* Given passage
=======
A man who confessed to the murder and intended cannibalism of his 10-year-old neighbor was executed by lethal injection in Oklahoma on Thursday, the morning of his 45th birthday. Kevin Ray Underwood was pronounced dead at 10:14 a.m. at the Oklahoma State Penitentiary in McAlester, concluding an 18-year legal saga that began with one of the state’s most horrific crimes.
The execution proceeded after the Oklahoma Pardon and Parole Board denied clemency earlier this month. Underwood’s final appeals, which centered on arguments that his mental health conditions rendered his execution unconstitutional, were exhausted. His death marks the first execution in Oklahoma scheduled on an inmate’s birthday in recent memory.
In a brief final statement, Underwood acknowledged the date. “To schedule this on my birthday, six days before Christmas, was a needlessly cruel thing to do to my family,” he said. He then added, “But I’m very sorry for what I did, and I wish I could take it back.” Officials declared him dead minutes later.
Underwood was convicted in 2008 for the April 2006 murder of Jamie Rose Bolin. The ten-year-old girl was his neighbor in their Purcell apartment complex. Her disappearance prompted an Amber Alert and a frantic search by her father and law enforcement.
The investigation zeroed in on Underwood quickly. During a consensual search of his apartment, officers noticed a large plastic storage tub, heavily sealed with duct tape, in his bedroom closet. When questioned, Underwood’s calm demeanor shattered. “Go ahead and arrest me,” he stated. “She’s in there. Then I’m going to burn in hell.”
=======
* Written task 1
Answer these questions from the execution report:
(a) At what time was Underwood pronounced dead?
(b) In what year was Underwood convicted?
(c) Where in his apartment did officers notice the sealed storage tub?

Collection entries
=======
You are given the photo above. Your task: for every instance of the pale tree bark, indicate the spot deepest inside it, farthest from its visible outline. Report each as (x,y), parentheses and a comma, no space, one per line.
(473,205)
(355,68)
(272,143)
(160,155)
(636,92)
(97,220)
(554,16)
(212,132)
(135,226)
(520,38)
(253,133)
=======
* Written task 2
Lay out every line of the rows under "Collection entries" as a numbered list, omitting any blank lines.

* Task answer 1
(a) 10:14 a.m.
(b) 2008
(c) In his bedroom closet

* Task answer 2
1. You are given the photo above. Your task: for every instance of the pale tree bark, indicate the spot deepest inside it, farthest from its visible outline. Report each as (x,y), parentheses and a comma, no space, one per line.
2. (473,205)
3. (355,68)
4. (272,143)
5. (160,155)
6. (636,92)
7. (97,220)
8. (554,16)
9. (212,132)
10. (135,226)
11. (520,38)
12. (253,133)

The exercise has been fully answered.